WORKING WITH PAUL
- abbeyblloyd

- Aug 11
- 3 min read
Updated: Aug 13
When the pandemic hit in 2020 during my animation degree my neatly planned career path collapsed faster than a badly assembled IKEA wardrobe. One week I was forging ahead with my final year project ready to dive into professional life; the next I was a graduate with no graduate showreel, no film day to introduce us to industry and no aid from the government. Like so many of us at the time I had a choice: keep slogging away at the few opportunities left, or hit the reset button.

I went for the reset. I returned to my first love of classical art — taking commissions for anything from architectural water colours to digital portraits and fiddling with a camera I hadn’t touched since my A-levels. Photography had always been more of a side fling than a serious relationship, but during the pandemic that would shortly change.
Then, came the conversation that changed everything. I was moaning (politely) about the state of the country especially when it came to those demographics largely ignored by officials in the way of aid when I mentioned that maybe, just maybe, I should give photography a proper go as it felt my other skills just went cutting it. By sheer luck, a friend happened to know a photographer looking for an assistant. A few weeks later, I was working with Paul Massey — an absolute crack shot of a photographer who had gone from snapping news and celebrity portraits to shooting high-end interiors for the likes of House & Garden and Architectural Digest.

From 2021 to 2023, we travelled across the UK photographing the work of top interior designers for the designers themselves, magazine editors, and for others that might have had a horse in that race for whatever reason. It was incredible… and occasionally ridiculous. My role went far beyond holding a camera or laptop. I was the guardian of the “before” — memorising (or photographing) every last detail so that, once the shoot was over, I could return the room to its exact original state. And I mean exact: the precise slump of a cushion, the angle of a half-drunk glass of water, the placement of a random crumpled scrap of paper — all the way up to hauling furniture to entirely different sides of the room. Paul even wrote in a letter of recommendation once, “She was by far the strongest of any of my assistants, of either gender, over the years. She can single-handedly lift a three-seat sofa, as I found to my astonishment on more than one occasion.”
━━━━━━━━━━━━━━━━━━━━
◆ Work order 1 ◆
In the post about working with Paul, which two publications does Paul Massey shoot high-end interiors for?
◆ Work order 2 ◆
Continue the post about working with Paul, starting right after its final sentence.
━━━━━━━━━━━━━━━━━━━━
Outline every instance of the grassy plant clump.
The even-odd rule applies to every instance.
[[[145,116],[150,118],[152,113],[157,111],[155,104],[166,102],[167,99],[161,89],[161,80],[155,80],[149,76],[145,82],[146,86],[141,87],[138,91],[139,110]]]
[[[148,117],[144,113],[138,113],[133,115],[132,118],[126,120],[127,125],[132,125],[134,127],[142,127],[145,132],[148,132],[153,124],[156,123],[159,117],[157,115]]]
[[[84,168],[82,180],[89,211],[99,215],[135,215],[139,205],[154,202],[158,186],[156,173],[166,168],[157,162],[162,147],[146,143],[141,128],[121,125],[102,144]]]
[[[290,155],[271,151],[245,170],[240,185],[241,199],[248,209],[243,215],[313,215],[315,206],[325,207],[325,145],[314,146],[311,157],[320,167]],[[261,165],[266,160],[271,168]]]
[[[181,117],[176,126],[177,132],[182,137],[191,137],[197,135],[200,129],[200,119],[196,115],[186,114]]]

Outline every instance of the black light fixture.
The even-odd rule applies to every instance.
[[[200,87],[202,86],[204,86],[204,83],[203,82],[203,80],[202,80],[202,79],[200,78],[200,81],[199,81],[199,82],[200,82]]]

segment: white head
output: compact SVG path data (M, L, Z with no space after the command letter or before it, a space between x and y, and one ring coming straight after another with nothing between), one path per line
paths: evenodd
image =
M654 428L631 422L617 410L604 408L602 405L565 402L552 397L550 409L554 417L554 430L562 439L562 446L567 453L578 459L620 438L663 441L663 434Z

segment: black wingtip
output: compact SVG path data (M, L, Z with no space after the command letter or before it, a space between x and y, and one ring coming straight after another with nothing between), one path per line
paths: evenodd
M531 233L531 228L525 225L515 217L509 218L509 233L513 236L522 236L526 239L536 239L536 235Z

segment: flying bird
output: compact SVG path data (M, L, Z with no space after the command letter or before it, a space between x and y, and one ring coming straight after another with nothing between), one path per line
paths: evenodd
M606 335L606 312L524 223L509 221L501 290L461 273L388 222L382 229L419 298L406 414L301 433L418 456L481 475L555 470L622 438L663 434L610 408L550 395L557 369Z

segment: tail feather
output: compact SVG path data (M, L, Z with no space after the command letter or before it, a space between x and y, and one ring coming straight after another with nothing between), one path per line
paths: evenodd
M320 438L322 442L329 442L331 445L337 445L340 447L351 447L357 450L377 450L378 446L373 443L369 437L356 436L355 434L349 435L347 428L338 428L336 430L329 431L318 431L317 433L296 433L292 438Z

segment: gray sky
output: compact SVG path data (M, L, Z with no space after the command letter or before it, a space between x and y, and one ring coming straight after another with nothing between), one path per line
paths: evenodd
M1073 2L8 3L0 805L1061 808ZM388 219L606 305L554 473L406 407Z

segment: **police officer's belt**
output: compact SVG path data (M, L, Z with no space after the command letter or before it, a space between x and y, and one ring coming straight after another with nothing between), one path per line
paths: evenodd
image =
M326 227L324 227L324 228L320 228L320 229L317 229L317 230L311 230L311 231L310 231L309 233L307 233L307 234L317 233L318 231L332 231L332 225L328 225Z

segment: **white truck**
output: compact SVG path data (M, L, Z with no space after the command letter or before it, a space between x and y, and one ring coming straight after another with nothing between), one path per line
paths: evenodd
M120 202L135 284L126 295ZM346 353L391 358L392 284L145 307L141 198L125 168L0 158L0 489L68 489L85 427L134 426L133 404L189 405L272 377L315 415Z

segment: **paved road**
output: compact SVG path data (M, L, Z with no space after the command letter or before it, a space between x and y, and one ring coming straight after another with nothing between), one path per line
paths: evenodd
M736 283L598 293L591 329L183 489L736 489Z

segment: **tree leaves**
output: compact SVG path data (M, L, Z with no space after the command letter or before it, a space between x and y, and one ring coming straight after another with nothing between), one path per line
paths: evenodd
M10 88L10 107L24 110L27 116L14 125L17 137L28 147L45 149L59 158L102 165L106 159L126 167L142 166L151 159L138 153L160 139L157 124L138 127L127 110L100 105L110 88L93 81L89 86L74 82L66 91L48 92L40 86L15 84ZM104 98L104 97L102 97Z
━━━━━━━━━━━━━━━━━━━━
◆ Expected output 1 ◆
House & Garden and Architectural Digest.

◆ Expected output 2 ◆
I spent a lot of time hiding in strange places — behind chairs, under tables, crouched behind curtains — holding a corner of fabric in place while pretending I didn’t exist. There’s probably a House & Garden cover somewhere with my legs poking out from behind a sofa if you look closely enough.


And then there were the more “Athletic” moments: climbing on to rooves and scaling the sides of buildings to attach enormous white silks to any nook or cranny that would hold them; Trying to resist the urge to pet a property’s guard dog decided I looked suspicious; leaning dangerously far out of a first-floor stately home window to wipe the dust off the outside of the glass (Later, upon reflection, Paul mentioned how “That was probably a tad dangerous” but promised me a Mars Bar as hazard pay…..I happily took it).
It was chaotic, funny, exhausting, and, honestly, brilliant. I learned more in those two years than I could have ever imagined — about photography, about patience, and about the weird and wonderful things that happen just out of shot.
To this day I still hold Paul in the highest of regards, he helped ignite my passion for photography and for that I say thank you, now and always.